__To-do list__:
**1.** Can you output everything in the election report below, from "There was similar" down to "executive, Peter Murrell.", word for word?
**2.** Which lines in the records below contain the string "window"? Show each of those lines in full.

__Excerpt__:
<<<<
Voting is under way in the tightest general election for decades as Britain looks set for second successive hung parliament.
Ed Miliband, Nigel Farage and Nicola Sturgeon all cast their votes within the first hour of polls opening, while the prime minister, David Cameron, made a last-minute YouTube appeal for support.
Cameron’s 48-second message continued the Conservatives’ campaign theme of raising the spectre of Miliband as prime minister propped up by the Scottish National party.
“If you want to stop Ed Miliband and the SNP from getting into power and wrecking our economy ... and if you want me back on work on Friday working through our long-term economic plan as your prime minister then it is vital that you vote Conservative,” Cameron said.
#VoteConservative today - and together, we can secure a brighter future for Britain. https://t.co/t896F6oMoM
— David Cameron (@David_Cameron) May 7, 2015
Cameron’s message was echoed by the Daily Telegraph which emailed its readers pleading with them to back the Conservatives.
Slightly creepy "unprecedented" email from @Telegraph editor Chris Evans telling me to vote Conservative pic.twitter.com/sM42Czi6jm
— Toby Harnden (@tobyharnden) May 7, 2015
Meanwhile, a nervous but excited looking Miliband cast his vote in Sutton village hall, moments from his constituency home in Doncaster North.
Holding his wife Justine Thornton’s hand, he said “morning” to other voters, but otherwise it was a silent trip.
There was similar scenes moments later in Ballieston, Glasgow East, where Sturgeon cast her vote with her husband and SNP chief executive, Peter Murrell.
As she left, the SNP leader said the decision was up to the people of Scotland, then joked with photographers as they begged for one more shot of her alone. “Yeah, get out my shot!” she told her husband, as he retreated to the side.
>>>>
__Extracted entries__:
<<<<
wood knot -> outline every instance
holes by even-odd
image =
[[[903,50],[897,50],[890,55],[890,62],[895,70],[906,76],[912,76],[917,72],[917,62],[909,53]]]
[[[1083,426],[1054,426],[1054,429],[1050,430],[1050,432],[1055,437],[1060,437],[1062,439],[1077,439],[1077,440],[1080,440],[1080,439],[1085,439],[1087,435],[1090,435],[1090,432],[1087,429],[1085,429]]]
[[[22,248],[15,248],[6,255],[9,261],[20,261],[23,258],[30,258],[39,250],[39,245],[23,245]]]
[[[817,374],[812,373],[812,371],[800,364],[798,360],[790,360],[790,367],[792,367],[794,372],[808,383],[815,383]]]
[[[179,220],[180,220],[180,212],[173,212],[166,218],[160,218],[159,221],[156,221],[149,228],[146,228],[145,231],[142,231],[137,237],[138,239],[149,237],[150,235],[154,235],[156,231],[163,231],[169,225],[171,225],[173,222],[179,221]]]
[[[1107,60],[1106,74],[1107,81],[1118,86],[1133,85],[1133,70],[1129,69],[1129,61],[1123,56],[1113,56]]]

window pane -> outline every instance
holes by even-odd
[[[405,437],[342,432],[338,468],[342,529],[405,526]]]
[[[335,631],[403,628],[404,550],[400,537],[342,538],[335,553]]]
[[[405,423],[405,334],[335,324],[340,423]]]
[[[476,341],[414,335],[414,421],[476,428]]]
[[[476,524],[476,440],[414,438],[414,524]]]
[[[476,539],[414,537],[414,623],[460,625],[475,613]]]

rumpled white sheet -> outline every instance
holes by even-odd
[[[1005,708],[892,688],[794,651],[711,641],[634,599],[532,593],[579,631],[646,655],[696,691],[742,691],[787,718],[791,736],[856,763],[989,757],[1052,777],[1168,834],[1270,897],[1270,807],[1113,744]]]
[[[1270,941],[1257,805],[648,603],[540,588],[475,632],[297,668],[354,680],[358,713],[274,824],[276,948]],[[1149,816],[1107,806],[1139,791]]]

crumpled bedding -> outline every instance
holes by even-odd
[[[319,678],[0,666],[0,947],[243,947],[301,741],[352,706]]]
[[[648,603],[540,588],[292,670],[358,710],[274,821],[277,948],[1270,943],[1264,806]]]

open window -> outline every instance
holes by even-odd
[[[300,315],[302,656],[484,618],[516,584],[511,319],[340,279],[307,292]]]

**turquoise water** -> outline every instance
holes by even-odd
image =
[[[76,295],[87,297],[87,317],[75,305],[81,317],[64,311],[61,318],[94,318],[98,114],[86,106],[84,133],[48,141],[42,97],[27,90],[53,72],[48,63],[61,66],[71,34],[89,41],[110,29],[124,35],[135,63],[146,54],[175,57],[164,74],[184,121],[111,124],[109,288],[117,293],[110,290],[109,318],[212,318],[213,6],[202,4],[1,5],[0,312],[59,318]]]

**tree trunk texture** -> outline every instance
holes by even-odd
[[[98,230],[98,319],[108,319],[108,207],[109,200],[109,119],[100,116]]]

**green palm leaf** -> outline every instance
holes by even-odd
>>>>
__Expected responses__:
**1.**
There was similar scenes moments later in Ballieston, Glasgow East, where Sturgeon cast her vote with her husband and SNP chief executive, Peter Murrell.

**2.**
window pane -> outline every instance
open window -> outline every instance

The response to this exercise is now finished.